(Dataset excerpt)
## begin

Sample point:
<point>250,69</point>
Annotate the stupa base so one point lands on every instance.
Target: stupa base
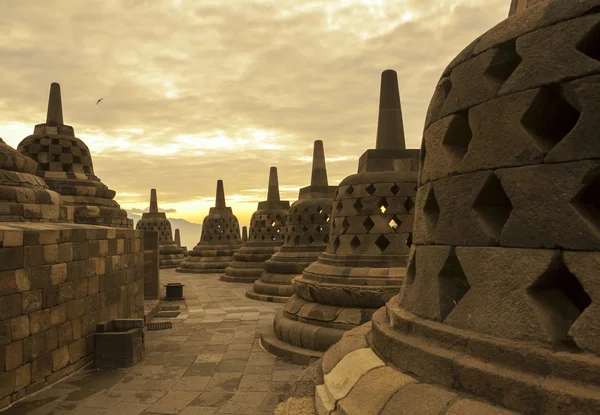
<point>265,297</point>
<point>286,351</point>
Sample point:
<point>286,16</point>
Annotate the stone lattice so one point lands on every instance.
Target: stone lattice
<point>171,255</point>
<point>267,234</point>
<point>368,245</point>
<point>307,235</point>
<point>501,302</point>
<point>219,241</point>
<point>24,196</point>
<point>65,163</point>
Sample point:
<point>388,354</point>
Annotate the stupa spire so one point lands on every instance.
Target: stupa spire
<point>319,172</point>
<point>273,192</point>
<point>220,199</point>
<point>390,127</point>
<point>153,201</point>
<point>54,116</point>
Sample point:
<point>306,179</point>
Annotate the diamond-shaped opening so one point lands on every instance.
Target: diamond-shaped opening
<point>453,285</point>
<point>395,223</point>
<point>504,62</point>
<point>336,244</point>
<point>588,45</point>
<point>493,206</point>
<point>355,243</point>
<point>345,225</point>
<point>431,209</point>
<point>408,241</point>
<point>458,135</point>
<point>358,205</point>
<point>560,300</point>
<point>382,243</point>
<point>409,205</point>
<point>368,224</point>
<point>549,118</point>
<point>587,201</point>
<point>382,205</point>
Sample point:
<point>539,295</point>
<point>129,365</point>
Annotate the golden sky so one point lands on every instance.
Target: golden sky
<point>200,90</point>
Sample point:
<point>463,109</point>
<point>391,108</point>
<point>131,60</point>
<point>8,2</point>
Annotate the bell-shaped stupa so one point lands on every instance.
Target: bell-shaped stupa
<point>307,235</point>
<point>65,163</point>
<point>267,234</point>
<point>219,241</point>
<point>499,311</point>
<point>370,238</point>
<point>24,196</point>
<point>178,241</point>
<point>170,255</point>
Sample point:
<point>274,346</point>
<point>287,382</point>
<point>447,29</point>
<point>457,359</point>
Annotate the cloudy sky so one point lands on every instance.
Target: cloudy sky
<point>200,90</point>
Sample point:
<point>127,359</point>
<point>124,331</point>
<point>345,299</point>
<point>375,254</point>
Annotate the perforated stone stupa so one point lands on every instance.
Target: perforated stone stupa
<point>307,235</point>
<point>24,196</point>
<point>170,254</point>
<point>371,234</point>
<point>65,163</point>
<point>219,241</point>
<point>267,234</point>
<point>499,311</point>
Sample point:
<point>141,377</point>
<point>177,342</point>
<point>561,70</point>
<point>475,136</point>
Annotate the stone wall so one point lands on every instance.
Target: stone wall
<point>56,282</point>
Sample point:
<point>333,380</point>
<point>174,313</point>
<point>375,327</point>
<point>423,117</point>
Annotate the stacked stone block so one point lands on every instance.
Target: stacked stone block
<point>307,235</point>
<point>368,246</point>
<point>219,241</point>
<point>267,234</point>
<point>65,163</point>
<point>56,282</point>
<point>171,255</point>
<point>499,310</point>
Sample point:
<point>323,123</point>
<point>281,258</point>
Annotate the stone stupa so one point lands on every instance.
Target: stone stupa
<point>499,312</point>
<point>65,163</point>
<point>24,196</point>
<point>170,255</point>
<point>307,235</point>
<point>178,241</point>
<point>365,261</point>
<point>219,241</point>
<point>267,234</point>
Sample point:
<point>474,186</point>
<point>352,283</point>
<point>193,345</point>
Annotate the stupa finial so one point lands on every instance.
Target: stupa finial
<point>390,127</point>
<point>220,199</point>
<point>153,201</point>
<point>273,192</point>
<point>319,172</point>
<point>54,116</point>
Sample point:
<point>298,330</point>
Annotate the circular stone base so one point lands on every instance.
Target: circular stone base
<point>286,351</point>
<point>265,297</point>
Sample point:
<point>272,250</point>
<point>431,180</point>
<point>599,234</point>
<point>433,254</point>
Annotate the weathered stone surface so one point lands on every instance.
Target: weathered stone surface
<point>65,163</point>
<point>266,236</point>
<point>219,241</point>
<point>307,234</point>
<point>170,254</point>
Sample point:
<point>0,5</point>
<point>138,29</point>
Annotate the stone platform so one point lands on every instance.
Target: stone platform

## end

* _What is needed_:
Return every line of the entries above that contains the string "stacked", with case counting.

* _Task response_:
Annotate the stacked stone block so one point lands on every instance.
Target: stacked stone block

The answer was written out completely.